** START OF Source **
Waiver of liability charges are not refundable or proratable
for any reason, and are deemed fully earned upon payment. Customer
shall continue to be responsible for the payment of the stated
deductible values for any equipment which is lost, stolen,
or destroyed while covered under the program. Waiver of liability
on any particular unit is limited to one occurrence, and a
separate Wavier of liability Charge shall be due and payable
upon replacement of the lost, stolen or destroyed equipment
by Company. Customer's entitlement to the benefits of the Waiver
of Liability program may be terminated by Company in the event
of nonpayment of any applicable charges or any fraud or other
abuse of Company's equipment or services. All equipment found
after being reported lost are Company's property, and a refund
or a credit of the paid deductible will be issued to the original
customer, less processing charges not to exceed $25.00 per
occurrence. In the event that Customer's losses of equipment
exceed statistically established losses for the industry, Company
may, at its sole discretion, elect to cancel the Waiver of
Liability program and issue a credit to Customer, on a prorate
basis, for the unused portion of remaining Waiver of Liability
Charges. Should Customer elect not to subscribe to the Waiver
of Liability, Customer shall be responsible for reimbursement
to Company to the replacement values set forth on the face
of this agreement. Damage to rental equipment through physical
abuse, misuse, tampering, is outside the scope of Company's
Waiver of Liability , and Customer shall be required to pay
additionally for any repairs necessitated thereby, as well
as for regular maintenance charges as applicable. Company shall
be the sole judge as to whether rental equipment has been physically
abused, misused or tampered with. Customer has indicated on
the front side hereof whether Waver of Liability protection
is accepted or declined.
8. The person executing this Agreement
on behalf of Customer warrants that he or she has all necessary
authority therefore, and that Customer is the rightful owner
of, or is otherwise lawfully entitled to the possession and
use of, any Customer supplied equipment and addresses to be
used or traded in to Company.
** END OF Source **
** START OF Records shown **
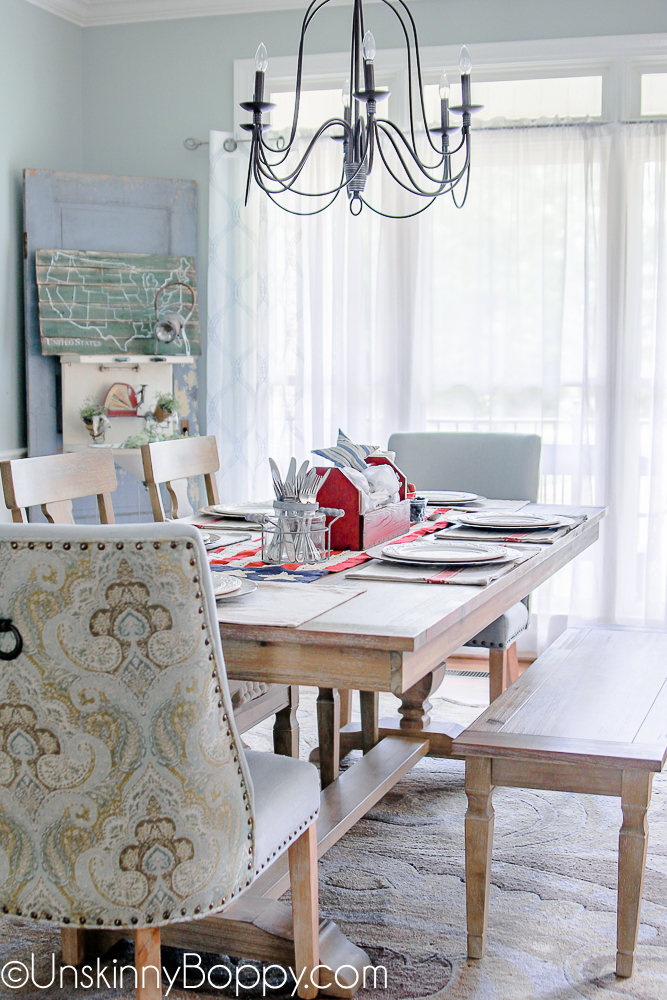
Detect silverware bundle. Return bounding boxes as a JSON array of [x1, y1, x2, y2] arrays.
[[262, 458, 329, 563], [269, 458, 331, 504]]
** END OF Records shown **
** START OF Records shown **
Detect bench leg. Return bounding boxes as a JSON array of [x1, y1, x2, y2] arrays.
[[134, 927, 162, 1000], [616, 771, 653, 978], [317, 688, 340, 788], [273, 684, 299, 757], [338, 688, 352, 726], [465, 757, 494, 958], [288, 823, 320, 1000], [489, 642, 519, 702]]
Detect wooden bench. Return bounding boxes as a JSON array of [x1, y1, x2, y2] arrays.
** END OF Records shown **
** START OF Records shown **
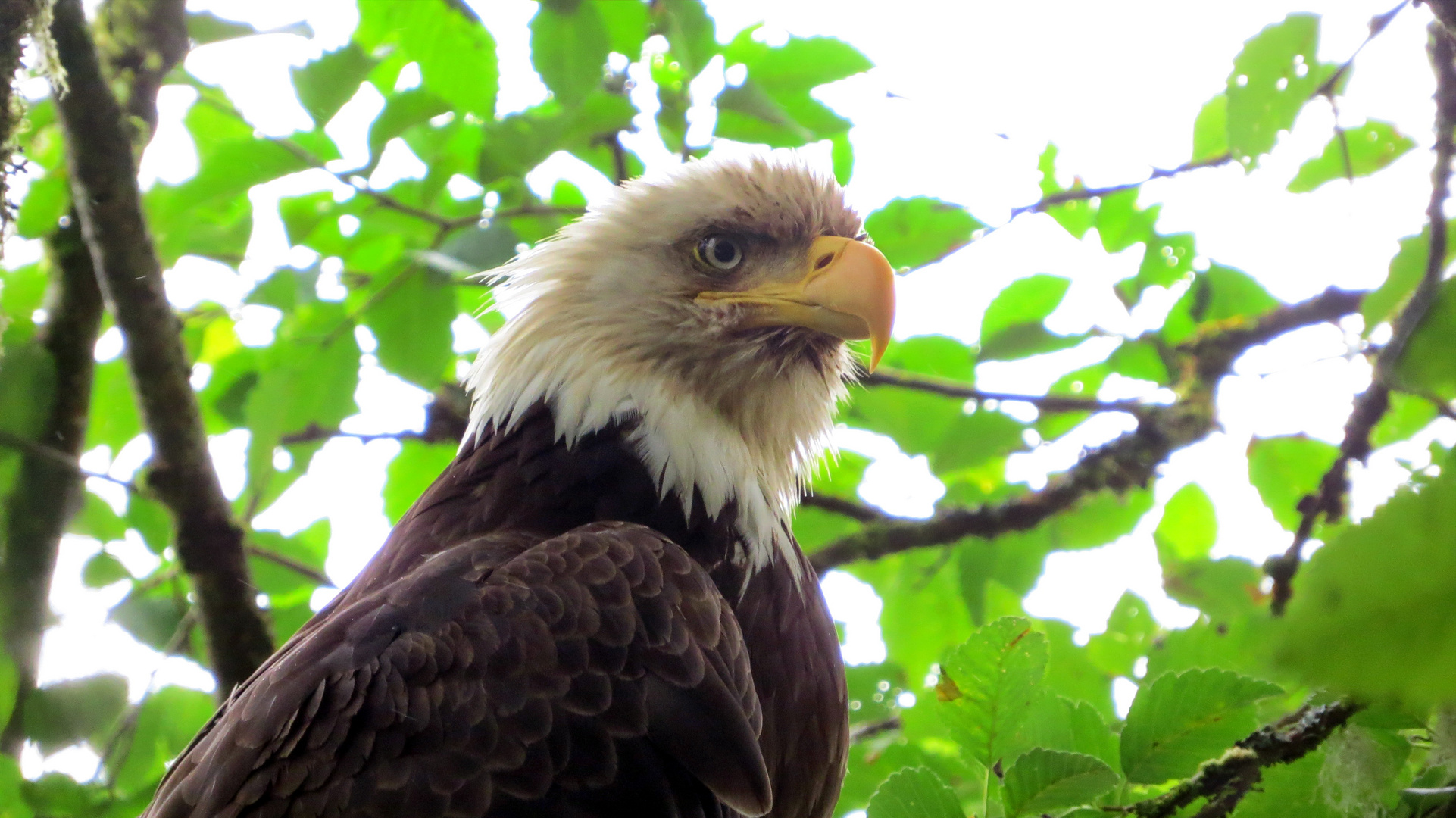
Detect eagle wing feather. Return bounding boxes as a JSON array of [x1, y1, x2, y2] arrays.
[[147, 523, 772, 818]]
** END OF Records shown **
> [Aim]: Reproduce the section of the rental agreement above word for word, starting at "8. The person" and ending at "in to Company.".

> [Solution to this exercise]:
8. The person executing this Agreement
on behalf of Customer warrants that he or she has all necessary
authority therefore, and that Customer is the rightful owner
of, or is otherwise lawfully entitled to the possession and
use of, any Customer supplied equipment and addresses to be
used or traded in to Company.